§ **Task objective**: Set out the material below as a numbered list, leaving out any blank lines.

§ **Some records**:
• • • • •

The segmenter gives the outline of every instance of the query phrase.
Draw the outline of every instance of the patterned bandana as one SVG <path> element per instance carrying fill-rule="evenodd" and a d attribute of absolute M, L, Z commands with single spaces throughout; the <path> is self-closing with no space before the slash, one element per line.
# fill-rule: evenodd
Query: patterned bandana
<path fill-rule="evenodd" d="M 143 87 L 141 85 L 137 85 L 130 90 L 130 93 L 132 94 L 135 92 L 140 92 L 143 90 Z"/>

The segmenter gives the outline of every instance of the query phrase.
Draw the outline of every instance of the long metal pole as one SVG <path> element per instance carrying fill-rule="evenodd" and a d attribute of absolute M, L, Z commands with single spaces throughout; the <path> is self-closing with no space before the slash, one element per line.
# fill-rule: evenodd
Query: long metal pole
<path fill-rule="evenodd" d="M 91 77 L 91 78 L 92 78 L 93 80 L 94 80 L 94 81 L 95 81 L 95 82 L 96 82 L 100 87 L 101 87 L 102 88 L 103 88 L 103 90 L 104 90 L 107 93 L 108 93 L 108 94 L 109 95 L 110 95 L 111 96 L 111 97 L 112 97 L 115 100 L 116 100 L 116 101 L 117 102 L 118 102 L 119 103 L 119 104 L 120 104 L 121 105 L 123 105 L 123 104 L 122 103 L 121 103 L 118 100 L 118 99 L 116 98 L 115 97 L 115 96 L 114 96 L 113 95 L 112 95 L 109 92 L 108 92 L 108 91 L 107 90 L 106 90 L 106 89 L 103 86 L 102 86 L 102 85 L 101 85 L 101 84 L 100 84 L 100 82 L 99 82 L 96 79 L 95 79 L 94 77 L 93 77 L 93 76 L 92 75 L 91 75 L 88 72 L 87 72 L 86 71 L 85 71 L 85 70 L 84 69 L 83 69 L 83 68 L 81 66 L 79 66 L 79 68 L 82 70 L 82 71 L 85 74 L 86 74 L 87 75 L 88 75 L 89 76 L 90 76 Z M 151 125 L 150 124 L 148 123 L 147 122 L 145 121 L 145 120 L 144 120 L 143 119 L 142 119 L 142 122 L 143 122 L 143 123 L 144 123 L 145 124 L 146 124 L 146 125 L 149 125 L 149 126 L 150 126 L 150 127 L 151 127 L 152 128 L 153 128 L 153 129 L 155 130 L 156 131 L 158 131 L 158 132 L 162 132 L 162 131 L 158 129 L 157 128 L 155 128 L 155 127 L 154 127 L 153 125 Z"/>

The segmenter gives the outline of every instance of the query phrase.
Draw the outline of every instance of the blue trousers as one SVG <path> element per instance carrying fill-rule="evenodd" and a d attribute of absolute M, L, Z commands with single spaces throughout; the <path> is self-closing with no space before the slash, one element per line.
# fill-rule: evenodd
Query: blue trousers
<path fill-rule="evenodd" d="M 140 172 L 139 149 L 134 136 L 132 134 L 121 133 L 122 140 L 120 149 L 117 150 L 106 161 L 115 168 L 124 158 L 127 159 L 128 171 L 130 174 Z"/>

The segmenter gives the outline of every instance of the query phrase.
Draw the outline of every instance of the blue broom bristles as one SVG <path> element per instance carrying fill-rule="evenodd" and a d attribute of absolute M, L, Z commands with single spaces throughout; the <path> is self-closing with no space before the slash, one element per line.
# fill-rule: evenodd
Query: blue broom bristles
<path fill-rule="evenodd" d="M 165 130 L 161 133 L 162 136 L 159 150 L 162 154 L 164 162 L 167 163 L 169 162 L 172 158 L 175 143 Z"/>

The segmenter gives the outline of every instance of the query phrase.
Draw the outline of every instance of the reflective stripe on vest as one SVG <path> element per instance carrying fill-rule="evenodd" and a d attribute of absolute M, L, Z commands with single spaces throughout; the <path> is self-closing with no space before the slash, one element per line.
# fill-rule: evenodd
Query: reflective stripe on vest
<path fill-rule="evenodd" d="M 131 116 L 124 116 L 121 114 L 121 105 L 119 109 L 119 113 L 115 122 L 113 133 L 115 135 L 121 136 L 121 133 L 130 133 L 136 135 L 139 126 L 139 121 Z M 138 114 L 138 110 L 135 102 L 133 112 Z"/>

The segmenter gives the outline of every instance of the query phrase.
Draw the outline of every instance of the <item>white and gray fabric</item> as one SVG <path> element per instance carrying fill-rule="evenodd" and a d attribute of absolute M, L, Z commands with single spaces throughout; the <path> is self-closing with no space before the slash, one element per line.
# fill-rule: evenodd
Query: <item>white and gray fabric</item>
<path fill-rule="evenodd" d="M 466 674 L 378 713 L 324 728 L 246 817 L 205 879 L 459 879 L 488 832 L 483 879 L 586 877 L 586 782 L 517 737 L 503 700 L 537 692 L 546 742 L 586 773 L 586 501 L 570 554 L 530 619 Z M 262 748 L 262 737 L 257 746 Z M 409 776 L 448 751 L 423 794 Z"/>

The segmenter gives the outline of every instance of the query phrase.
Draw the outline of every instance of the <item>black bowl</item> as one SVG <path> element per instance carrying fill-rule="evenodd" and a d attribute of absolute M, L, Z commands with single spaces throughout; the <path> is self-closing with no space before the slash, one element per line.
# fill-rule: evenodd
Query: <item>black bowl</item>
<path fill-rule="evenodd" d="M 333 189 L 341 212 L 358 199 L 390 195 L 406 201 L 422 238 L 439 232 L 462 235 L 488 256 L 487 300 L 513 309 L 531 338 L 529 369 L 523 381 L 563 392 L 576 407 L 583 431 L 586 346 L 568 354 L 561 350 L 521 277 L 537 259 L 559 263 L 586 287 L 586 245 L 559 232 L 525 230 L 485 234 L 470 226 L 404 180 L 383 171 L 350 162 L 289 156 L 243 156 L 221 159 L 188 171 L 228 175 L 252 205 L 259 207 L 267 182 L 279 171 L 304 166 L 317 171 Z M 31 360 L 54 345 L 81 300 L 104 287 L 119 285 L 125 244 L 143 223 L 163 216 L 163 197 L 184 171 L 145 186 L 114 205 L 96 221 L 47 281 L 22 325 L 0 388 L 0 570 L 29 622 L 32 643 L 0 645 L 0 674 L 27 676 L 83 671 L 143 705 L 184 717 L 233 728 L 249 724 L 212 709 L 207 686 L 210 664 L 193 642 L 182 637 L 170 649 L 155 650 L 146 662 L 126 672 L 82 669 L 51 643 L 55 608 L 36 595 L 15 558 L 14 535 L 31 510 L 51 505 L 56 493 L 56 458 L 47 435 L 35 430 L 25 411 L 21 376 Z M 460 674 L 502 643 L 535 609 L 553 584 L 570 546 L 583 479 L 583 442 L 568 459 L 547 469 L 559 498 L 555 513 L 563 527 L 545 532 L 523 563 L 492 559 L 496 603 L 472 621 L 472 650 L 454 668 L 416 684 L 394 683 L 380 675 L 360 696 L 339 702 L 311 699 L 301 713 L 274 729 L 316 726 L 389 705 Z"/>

• • • • •

§ **Solution to the exercise**:
1. The segmenter gives the outline of every instance of the query phrase.
2. Draw the outline of every instance of the patterned bandana as one SVG <path> element per instance carrying fill-rule="evenodd" and a d attribute of absolute M, L, Z commands with single spaces throughout; the <path> is self-closing with no space before the slash, one element per line.
3. # fill-rule: evenodd
4. Query: patterned bandana
5. <path fill-rule="evenodd" d="M 143 87 L 141 85 L 137 85 L 130 90 L 130 93 L 132 94 L 135 92 L 140 92 L 143 90 Z"/>
6. The segmenter gives the outline of every instance of the query phrase.
7. Draw the outline of every instance of the long metal pole as one SVG <path> element per instance carrying fill-rule="evenodd" and a d attribute of absolute M, L, Z commands with single spaces throughout; the <path> is self-closing with no space before the slash, one element per line.
8. # fill-rule: evenodd
9. Query: long metal pole
10. <path fill-rule="evenodd" d="M 91 77 L 91 78 L 92 78 L 93 80 L 94 80 L 94 81 L 95 81 L 95 82 L 96 82 L 100 87 L 101 87 L 102 88 L 103 88 L 103 90 L 104 90 L 107 93 L 108 93 L 108 94 L 109 95 L 110 95 L 111 96 L 111 97 L 112 97 L 115 100 L 116 100 L 116 101 L 117 102 L 118 102 L 119 103 L 119 104 L 120 104 L 121 105 L 123 105 L 123 104 L 122 103 L 121 103 L 118 100 L 118 99 L 116 98 L 115 97 L 115 96 L 114 96 L 113 95 L 112 95 L 109 92 L 108 92 L 108 91 L 107 90 L 106 90 L 106 89 L 103 86 L 102 86 L 102 85 L 101 85 L 101 84 L 100 84 L 100 82 L 99 82 L 96 79 L 95 79 L 94 77 L 93 77 L 93 76 L 92 75 L 91 75 L 88 72 L 87 72 L 86 71 L 85 71 L 85 70 L 84 69 L 83 69 L 83 68 L 81 66 L 79 66 L 79 68 L 82 70 L 82 71 L 85 74 L 86 74 L 87 75 L 88 75 L 89 76 L 90 76 Z M 151 125 L 150 124 L 148 123 L 147 122 L 145 121 L 145 120 L 144 120 L 143 119 L 142 119 L 142 122 L 143 122 L 143 123 L 144 123 L 145 124 L 146 124 L 146 125 L 149 125 L 149 126 L 150 126 L 150 127 L 151 127 L 152 128 L 153 128 L 153 129 L 155 130 L 156 131 L 158 131 L 158 132 L 162 132 L 162 131 L 158 129 L 157 128 L 155 128 L 155 127 L 154 127 L 153 125 Z"/>
11. The segmenter gives the outline of every instance of the query phrase.
12. Draw the outline of every instance of the blue trousers as one SVG <path> element per instance carrying fill-rule="evenodd" and a d attribute of absolute M, L, Z commands with single spaces throughout; the <path> is self-closing with no space before the slash, one element per line.
13. # fill-rule: evenodd
14. Query: blue trousers
15. <path fill-rule="evenodd" d="M 140 172 L 139 149 L 134 136 L 132 134 L 121 133 L 122 140 L 120 149 L 117 150 L 106 161 L 115 168 L 124 158 L 127 159 L 128 171 L 130 174 Z"/>
16. The segmenter gives the outline of every instance of the query phrase.
17. Draw the outline of every instance of the blue broom bristles as one SVG <path> element per instance carrying fill-rule="evenodd" and a d attribute of absolute M, L, Z commands with single spaces throughout; the <path> is self-closing with no space before the slash, one element per line.
18. # fill-rule: evenodd
19. Query: blue broom bristles
20. <path fill-rule="evenodd" d="M 165 130 L 161 133 L 162 136 L 159 150 L 162 154 L 164 162 L 167 163 L 169 162 L 172 158 L 175 143 Z"/>
21. The segmenter gives the outline of every instance of the query phrase.
22. Draw the outline of every instance of the reflective stripe on vest as one SVG <path> element per instance carrying fill-rule="evenodd" and a d attribute of absolute M, L, Z commands with single spaces throughout; the <path> is self-closing with no space before the slash, one element per line.
23. # fill-rule: evenodd
24. Query: reflective stripe on vest
25. <path fill-rule="evenodd" d="M 131 116 L 124 116 L 121 114 L 121 105 L 119 109 L 119 113 L 115 122 L 113 133 L 115 135 L 121 136 L 121 133 L 130 133 L 136 135 L 139 126 L 139 121 Z M 138 114 L 138 110 L 135 102 L 133 112 Z"/>
26. The segmenter gives the outline of every instance of the query phrase.
27. Draw the outline of every instance of the <item>white and gray fabric</item> as one SVG <path> element per instance carrying fill-rule="evenodd" and a d attribute of absolute M, L, Z commands with single spaces throughout; the <path> is self-closing with no space before the slash, one element per line.
28. # fill-rule: evenodd
29. Query: <item>white and gray fabric</item>
30. <path fill-rule="evenodd" d="M 466 674 L 378 713 L 324 728 L 246 817 L 205 879 L 459 879 L 488 832 L 483 879 L 586 877 L 586 782 L 517 737 L 503 700 L 537 692 L 546 742 L 586 773 L 586 501 L 570 554 L 530 619 Z M 262 748 L 262 737 L 257 746 Z M 409 776 L 448 751 L 423 794 Z"/>
31. The segmenter gives the outline of every instance of the query phrase.
32. Draw the outline of every instance of the <item>black bowl</item> as one SVG <path> element per instance carrying fill-rule="evenodd" and a d attribute of absolute M, L, Z commands with single spaces throughout; the <path> is self-closing with no space before the slash, one element per line.
33. # fill-rule: evenodd
34. Query: <item>black bowl</item>
35. <path fill-rule="evenodd" d="M 333 189 L 341 212 L 358 199 L 390 195 L 406 201 L 422 238 L 439 232 L 462 235 L 488 256 L 487 300 L 513 309 L 531 338 L 529 369 L 523 381 L 563 392 L 576 407 L 583 431 L 586 346 L 568 354 L 561 350 L 521 277 L 537 259 L 559 263 L 586 287 L 586 245 L 559 232 L 525 230 L 485 234 L 470 226 L 404 180 L 383 171 L 350 162 L 289 156 L 243 156 L 221 159 L 188 171 L 228 175 L 252 205 L 259 207 L 267 182 L 279 171 L 304 166 L 317 171 Z M 31 360 L 54 345 L 81 300 L 104 287 L 119 285 L 125 244 L 143 223 L 163 216 L 163 197 L 184 171 L 145 186 L 114 205 L 96 221 L 47 281 L 22 325 L 0 388 L 0 570 L 29 622 L 32 643 L 0 645 L 0 674 L 27 676 L 83 671 L 143 705 L 184 717 L 233 728 L 249 724 L 212 709 L 207 686 L 210 664 L 193 642 L 182 637 L 170 649 L 155 650 L 146 662 L 126 672 L 82 669 L 51 643 L 55 608 L 36 595 L 15 558 L 14 535 L 31 510 L 51 505 L 56 493 L 56 458 L 47 435 L 35 430 L 25 411 L 21 376 Z M 460 674 L 502 643 L 535 609 L 553 584 L 570 546 L 583 479 L 583 442 L 568 459 L 547 469 L 559 498 L 555 513 L 563 527 L 545 532 L 523 563 L 492 559 L 496 603 L 472 621 L 472 650 L 454 668 L 416 684 L 394 683 L 380 675 L 360 696 L 339 702 L 311 699 L 301 713 L 274 729 L 316 726 L 389 705 Z"/>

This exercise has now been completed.